(Rows from a dataset)
----------------------------------------

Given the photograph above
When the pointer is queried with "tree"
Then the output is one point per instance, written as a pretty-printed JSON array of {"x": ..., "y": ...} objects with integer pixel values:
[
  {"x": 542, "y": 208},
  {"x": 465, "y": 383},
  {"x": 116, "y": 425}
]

----------------------------------------

◆ **DIRECTIVE**
Render every line of the records above as a JSON list of strings, one string per line, leaving out any blank lines.

◆ **WRITTEN REPLY**
[
  "Given the photograph above",
  "When the pointer is queried with \"tree\"",
  "Then the output is one point per instance, written as a pretty-printed JSON array of {\"x\": ..., \"y\": ...} objects with integer pixel values:",
  "[",
  "  {\"x\": 542, \"y\": 208},",
  "  {\"x\": 465, \"y\": 383},",
  "  {\"x\": 116, \"y\": 425}",
  "]"
]